Task to carry out: Each record below should be set down exactly.

The data:
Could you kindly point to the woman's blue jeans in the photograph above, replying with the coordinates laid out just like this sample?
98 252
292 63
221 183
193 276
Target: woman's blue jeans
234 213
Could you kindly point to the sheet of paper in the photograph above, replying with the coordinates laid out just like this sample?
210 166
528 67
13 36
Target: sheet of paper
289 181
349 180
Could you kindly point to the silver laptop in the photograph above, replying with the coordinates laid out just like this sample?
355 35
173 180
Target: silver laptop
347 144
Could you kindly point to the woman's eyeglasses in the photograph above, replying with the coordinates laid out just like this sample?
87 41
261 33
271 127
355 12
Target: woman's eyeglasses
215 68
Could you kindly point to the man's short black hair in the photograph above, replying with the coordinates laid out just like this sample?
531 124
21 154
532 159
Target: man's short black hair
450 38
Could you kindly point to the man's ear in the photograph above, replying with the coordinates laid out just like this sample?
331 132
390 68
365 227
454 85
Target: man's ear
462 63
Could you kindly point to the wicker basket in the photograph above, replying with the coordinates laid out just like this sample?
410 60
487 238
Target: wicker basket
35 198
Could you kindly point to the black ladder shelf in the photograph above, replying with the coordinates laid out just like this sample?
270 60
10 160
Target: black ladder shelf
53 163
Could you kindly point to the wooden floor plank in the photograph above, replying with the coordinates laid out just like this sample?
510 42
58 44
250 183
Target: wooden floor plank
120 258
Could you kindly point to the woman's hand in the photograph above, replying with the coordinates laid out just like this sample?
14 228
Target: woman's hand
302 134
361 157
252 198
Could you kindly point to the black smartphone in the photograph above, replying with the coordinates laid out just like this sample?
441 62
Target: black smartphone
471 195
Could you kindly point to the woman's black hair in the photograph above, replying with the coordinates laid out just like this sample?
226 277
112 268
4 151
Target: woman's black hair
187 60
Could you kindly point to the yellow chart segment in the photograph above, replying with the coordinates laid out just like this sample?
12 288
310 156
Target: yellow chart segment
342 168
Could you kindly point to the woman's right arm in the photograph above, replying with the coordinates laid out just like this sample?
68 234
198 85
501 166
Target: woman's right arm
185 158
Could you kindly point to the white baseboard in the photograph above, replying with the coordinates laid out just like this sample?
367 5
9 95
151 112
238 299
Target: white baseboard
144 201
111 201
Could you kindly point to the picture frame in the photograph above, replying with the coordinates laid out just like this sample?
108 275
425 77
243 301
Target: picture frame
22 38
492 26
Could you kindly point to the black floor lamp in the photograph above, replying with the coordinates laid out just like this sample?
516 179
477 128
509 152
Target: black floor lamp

Completed exercise:
Could you kindly point to the woman's blue jeans in the photograph above, replying with the coordinates laid out just like this sample?
98 252
292 63
221 183
193 276
Target: woman's blue jeans
234 213
Could you kindly point to the sheet of paper in the photograph above, replying with the coordinates laid out just like this sample?
210 166
528 67
13 36
Target: sheet of paper
289 181
349 180
Could you kindly point to the silver laptop in the photograph above, replying with the coordinates laid out just like this sample?
355 35
173 180
Target: silver laptop
347 144
Could you kindly point to the woman's eyeglasses in the photograph above, replying with the coordinates laid out just like this sample?
87 41
261 33
271 127
355 12
Target: woman's eyeglasses
215 68
Could you kindly point to the man's short black hair in the photograph above, replying with the coordinates laid out just like this sample?
531 124
21 154
532 159
Target: man's short black hair
450 38
Could you kindly point to the man's ear in the photograph above, replying with the coordinates laid out just like this sample?
331 132
390 68
365 227
454 85
Target: man's ear
462 63
Could you kindly point to the wicker basket in the photograph above, replying with the coordinates laid out just like this sample?
410 60
487 238
Target: wicker basket
35 198
Could you kindly point to the black ladder shelf in the photograph above, replying with the coordinates laid out just like this sample?
270 60
10 160
Target: black ladder shelf
53 163
Could you kindly point to the wooden floor plank in the photograph above, replying with the coordinates laid out just like this sample?
510 42
58 44
250 183
Target: wooden floor plank
120 258
Could you kindly point to the woman's hand in the photograph above, replying with the coordinates laid out just like this sample?
14 228
Target: woman's hand
302 134
361 157
252 198
Could you kindly point to the black smartphone in the photograph above, replying with the coordinates laid out just like this sample?
441 62
Target: black smartphone
471 195
Could you kindly point to the woman's black hair in the photograph above, replying with the coordinates laid out just like this sample?
226 277
112 268
4 151
Target: woman's black hair
187 60
Could you kindly point to the yellow chart segment in the photograph above, replying with the coordinates laid out just like this sample?
12 288
310 156
Target: yellow chart segment
342 168
Could you kindly point to the woman's right arm in the photograph above, replying with the coordinates laid out just like this sample?
68 234
198 85
501 166
Target: woman's right arm
185 158
Could you kindly point to the white baseboard in the photograph above, replying with the coordinates laid out just like this sample?
367 5
9 95
151 112
238 299
Target: white baseboard
144 201
111 201
Could you kindly point to the picture frame in the photograph above, replying with the coordinates laid out just like this sample?
108 275
425 77
243 301
Target: picture frame
22 38
492 26
Could you kindly point to the black floor lamp in the photograph above, replying with the coordinates laid out just like this sample?
516 179
477 128
509 152
Target: black floor lamp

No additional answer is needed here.